Prompt: Nothing but a number is expected: the count of lines in the data below that include "building".

Input data:
━━━━━━━━

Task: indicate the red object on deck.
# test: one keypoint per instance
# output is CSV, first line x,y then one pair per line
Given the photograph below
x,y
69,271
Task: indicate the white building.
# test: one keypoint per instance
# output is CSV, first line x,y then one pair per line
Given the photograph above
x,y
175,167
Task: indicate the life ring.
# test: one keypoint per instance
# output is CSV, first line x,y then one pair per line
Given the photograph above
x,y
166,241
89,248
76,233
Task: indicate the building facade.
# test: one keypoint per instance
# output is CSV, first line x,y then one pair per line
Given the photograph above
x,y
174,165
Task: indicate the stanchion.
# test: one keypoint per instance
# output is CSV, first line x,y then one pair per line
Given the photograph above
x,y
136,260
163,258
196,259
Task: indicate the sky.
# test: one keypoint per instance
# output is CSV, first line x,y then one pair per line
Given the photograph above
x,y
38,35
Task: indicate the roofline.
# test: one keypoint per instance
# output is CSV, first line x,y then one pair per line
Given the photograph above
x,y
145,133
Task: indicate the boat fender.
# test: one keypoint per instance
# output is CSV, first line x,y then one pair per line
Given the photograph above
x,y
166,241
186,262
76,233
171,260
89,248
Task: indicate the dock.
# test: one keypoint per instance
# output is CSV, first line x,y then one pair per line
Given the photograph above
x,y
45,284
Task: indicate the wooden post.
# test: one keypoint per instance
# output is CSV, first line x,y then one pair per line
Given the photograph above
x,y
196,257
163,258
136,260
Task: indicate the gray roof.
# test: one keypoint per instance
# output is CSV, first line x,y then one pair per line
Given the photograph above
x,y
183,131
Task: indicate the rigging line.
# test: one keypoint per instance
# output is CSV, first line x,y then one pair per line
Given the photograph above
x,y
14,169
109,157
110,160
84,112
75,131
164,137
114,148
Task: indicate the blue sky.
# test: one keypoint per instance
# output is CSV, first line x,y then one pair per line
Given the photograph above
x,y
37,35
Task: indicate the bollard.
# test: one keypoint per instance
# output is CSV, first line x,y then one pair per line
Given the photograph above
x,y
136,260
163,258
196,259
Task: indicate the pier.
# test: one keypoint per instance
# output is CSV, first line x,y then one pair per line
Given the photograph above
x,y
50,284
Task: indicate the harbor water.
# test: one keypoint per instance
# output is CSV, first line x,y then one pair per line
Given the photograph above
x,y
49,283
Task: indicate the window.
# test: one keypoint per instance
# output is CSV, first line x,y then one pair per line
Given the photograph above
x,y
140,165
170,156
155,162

━━━━━━━━

Written reply: 2